## GIVEN EXERCISE
Print the records word for word, from their first line through the line that contains "236 295 L 211".
-*-*-
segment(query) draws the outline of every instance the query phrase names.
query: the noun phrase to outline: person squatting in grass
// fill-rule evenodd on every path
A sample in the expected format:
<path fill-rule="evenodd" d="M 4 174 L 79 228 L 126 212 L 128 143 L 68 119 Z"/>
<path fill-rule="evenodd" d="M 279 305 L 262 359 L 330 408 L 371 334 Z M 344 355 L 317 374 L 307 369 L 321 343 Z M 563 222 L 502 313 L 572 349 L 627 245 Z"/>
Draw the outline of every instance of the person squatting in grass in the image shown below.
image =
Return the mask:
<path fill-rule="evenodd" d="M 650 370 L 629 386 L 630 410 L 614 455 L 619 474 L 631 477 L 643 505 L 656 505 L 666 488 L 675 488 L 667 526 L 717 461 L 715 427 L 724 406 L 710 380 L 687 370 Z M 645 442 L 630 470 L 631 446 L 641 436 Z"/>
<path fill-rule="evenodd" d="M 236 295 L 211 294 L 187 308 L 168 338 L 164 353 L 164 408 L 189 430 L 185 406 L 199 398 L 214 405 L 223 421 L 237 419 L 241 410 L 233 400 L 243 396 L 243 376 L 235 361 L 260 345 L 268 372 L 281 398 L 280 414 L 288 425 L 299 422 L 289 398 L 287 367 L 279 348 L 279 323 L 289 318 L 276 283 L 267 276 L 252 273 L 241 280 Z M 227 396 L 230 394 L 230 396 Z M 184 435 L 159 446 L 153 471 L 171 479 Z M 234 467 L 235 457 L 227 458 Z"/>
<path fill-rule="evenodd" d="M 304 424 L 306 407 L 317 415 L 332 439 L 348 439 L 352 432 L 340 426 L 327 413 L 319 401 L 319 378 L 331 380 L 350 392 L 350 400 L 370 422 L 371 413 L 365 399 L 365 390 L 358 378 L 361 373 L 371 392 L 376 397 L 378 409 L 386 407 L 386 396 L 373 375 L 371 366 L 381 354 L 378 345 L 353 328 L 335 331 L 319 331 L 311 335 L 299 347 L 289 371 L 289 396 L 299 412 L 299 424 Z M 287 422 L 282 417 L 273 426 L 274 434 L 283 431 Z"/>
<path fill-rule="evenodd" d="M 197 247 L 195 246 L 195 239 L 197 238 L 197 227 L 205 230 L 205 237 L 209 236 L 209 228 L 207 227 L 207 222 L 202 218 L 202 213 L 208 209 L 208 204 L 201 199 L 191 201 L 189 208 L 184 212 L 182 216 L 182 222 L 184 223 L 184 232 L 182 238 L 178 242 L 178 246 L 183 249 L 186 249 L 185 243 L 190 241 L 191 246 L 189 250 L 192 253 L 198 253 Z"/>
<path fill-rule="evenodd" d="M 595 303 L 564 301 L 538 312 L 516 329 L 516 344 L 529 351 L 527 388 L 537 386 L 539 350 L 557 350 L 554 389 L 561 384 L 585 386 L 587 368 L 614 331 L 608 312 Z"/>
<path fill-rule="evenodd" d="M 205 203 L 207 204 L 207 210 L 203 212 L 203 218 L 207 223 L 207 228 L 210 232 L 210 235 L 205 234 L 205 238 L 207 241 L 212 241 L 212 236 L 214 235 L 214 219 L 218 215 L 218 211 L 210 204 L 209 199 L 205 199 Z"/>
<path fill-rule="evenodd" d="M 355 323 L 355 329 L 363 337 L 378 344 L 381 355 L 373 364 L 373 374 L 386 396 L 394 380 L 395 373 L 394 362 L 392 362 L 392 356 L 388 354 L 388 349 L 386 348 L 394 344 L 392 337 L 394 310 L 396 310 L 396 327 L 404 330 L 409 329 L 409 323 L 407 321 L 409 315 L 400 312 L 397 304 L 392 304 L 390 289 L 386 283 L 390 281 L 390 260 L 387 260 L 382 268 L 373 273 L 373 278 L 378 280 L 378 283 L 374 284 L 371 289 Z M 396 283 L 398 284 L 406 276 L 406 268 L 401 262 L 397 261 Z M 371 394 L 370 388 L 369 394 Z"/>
-*-*-
## ANSWER BELOW
segment(query) draws the outline of every instance the query phrase names.
query: the noun phrase to outline: person squatting in grass
// fill-rule evenodd on every path
A sample in the expected format:
<path fill-rule="evenodd" d="M 4 174 L 79 228 L 126 212 L 128 143 L 68 119 Z"/>
<path fill-rule="evenodd" d="M 279 305 L 262 359 L 330 408 L 371 334 Z M 344 355 L 317 374 L 307 369 L 321 343 Z M 563 222 L 502 313 L 572 349 L 627 245 Z"/>
Draw the outline of every instance of the person squatting in grass in the image shown below.
image =
Return the mask:
<path fill-rule="evenodd" d="M 650 370 L 629 386 L 630 410 L 614 455 L 619 474 L 631 477 L 643 505 L 656 505 L 666 488 L 675 488 L 667 526 L 717 461 L 715 427 L 724 406 L 710 380 L 687 370 Z M 645 442 L 630 470 L 631 446 L 641 436 Z"/>
<path fill-rule="evenodd" d="M 236 295 L 211 294 L 187 308 L 168 338 L 164 353 L 164 408 L 189 430 L 185 406 L 199 398 L 214 405 L 223 421 L 237 419 L 241 410 L 233 400 L 243 396 L 243 376 L 235 361 L 260 345 L 268 372 L 281 398 L 280 414 L 288 425 L 299 422 L 289 398 L 287 367 L 279 348 L 279 323 L 289 318 L 276 283 L 267 276 L 252 273 L 241 280 Z M 227 396 L 230 394 L 230 396 Z M 184 435 L 159 446 L 153 471 L 171 479 Z M 234 467 L 235 457 L 227 458 Z"/>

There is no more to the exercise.